Rewrite the records below with "each instance" substituted by "every instance", leaving everything else unchanged.

* **Records shown**
☆ ☆ ☆ ☆ ☆
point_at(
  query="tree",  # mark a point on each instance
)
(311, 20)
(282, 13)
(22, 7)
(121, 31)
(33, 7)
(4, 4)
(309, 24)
☆ ☆ ☆ ☆ ☆
* **Written solution**
point_at(
  query="tree",  # mark a point on every instance
)
(311, 20)
(282, 13)
(22, 7)
(121, 31)
(33, 7)
(4, 4)
(309, 24)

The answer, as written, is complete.